DIRECTIVE A: Tally the lines of the listing that contain the string "positive", and reply with that number alone.

PROVIDED TEXT:
________

Obituary
So, Farewell then, Fidel Castro.
Reaching 90 was a great achievement, given the many attempts on your life by the CIA. Probably due to your magnificent national health service, large cigars and bracing climate, you survived.
It’s a shame some of your ex-friends and political opponents didn’t make it past their 40s.
“…the key marketing ingredient of all consumer products being the deliberately designed-in margin of dissatisfaction”
The blackest of Fridays
By: Consumer Correspondent, Delia Bogof ©2016 @poundland.com
I recommend this cut-and-paste link, assuming it works, to a lengthy but fascinating Marxist analysis by Stuart Jeffries of the consumer-capitalist conspiracy known as Black Friday.
Perhaps it should be renamed ‘Red Friday’, in honour of the ink-bespattered statements that will flutter onto your doormat in December, just before Christmas, to remind you of the sheer lunacy that overtook you on 25 November, when you found your righteous soul being sucked away down a retail storm-drain in the artificially generated mass-panic of Shopageddon.

________

TASK INPUTS:
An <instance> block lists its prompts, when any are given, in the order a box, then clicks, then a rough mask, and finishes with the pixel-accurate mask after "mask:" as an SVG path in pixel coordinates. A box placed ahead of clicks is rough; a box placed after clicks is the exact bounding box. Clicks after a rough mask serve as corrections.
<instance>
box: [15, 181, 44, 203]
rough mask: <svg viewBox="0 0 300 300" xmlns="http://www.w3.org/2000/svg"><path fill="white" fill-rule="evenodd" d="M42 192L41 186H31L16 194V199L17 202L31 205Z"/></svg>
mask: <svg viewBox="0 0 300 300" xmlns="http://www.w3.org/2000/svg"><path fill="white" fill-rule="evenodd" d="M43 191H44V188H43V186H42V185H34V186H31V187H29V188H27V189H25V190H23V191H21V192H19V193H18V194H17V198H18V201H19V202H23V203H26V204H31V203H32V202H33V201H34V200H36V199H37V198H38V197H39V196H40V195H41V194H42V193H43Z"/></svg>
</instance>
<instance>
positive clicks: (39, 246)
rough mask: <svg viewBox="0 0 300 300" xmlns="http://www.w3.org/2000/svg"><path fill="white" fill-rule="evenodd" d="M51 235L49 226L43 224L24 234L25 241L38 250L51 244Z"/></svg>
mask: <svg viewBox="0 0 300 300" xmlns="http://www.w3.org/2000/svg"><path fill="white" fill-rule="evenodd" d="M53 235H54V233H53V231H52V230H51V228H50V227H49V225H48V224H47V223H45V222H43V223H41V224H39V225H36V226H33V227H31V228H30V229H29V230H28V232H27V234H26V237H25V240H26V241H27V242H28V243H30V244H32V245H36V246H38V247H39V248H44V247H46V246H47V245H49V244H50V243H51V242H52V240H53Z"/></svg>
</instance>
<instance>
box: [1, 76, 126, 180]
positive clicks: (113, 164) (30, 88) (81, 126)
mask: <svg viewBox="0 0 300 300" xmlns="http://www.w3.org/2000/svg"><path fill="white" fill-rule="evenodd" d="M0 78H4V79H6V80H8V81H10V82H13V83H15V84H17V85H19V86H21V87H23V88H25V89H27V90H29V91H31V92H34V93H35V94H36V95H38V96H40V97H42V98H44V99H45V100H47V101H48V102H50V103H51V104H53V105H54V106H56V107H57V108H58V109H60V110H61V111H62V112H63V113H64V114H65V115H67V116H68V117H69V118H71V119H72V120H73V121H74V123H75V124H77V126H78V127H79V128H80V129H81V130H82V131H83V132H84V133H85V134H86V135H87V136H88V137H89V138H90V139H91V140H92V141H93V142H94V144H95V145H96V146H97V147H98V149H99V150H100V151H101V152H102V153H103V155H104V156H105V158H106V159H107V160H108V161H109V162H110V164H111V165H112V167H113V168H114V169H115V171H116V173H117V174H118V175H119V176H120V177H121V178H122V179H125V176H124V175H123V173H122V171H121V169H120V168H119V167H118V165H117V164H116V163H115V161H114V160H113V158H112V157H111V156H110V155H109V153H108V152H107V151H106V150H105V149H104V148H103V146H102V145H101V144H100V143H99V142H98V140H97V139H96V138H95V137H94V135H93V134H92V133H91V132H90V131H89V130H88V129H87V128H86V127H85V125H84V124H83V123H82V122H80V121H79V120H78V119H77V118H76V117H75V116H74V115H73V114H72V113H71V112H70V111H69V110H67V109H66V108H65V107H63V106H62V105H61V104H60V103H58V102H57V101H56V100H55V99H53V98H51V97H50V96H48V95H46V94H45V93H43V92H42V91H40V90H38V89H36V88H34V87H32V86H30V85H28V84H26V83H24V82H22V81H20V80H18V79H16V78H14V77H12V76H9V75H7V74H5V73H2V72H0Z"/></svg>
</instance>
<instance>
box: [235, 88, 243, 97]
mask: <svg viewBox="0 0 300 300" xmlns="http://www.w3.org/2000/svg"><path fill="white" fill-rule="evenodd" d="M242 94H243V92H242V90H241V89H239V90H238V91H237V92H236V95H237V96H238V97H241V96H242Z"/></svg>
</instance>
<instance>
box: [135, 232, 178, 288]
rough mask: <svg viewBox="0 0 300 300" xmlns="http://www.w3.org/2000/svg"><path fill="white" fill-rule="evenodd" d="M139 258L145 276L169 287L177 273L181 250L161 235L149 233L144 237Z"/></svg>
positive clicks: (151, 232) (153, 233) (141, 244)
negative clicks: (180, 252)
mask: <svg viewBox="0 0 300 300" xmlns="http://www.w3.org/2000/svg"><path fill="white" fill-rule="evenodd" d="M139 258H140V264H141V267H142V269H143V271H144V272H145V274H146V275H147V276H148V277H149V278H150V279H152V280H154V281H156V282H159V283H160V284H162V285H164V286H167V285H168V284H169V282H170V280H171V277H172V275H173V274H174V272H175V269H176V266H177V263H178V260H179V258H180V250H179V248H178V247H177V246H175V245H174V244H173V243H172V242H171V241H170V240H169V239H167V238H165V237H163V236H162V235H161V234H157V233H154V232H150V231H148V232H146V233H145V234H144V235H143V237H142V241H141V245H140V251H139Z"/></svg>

________

DIRECTIVE B: Write out the stretch of the provided text above from "Reaching 90 was" through "as Black Friday.", keeping every word as it stands.

EXPECTED OUTPUT A: 3

EXPECTED OUTPUT B:
Reaching 90 was a great achievement, given the many attempts on your life by the CIA. Probably due to your magnificent national health service, large cigars and bracing climate, you survived.
It’s a shame some of your ex-friends and political opponents didn’t make it past their 40s.
“…the key marketing ingredient of all consumer products being the deliberately designed-in margin of dissatisfaction”
The blackest of Fridays
By: Consumer Correspondent, Delia Bogof ©2016 @poundland.com
I recommend this cut-and-paste link, assuming it works, to a lengthy but fascinating Marxist analysis by Stuart Jeffries of the consumer-capitalist conspiracy known as Black Friday.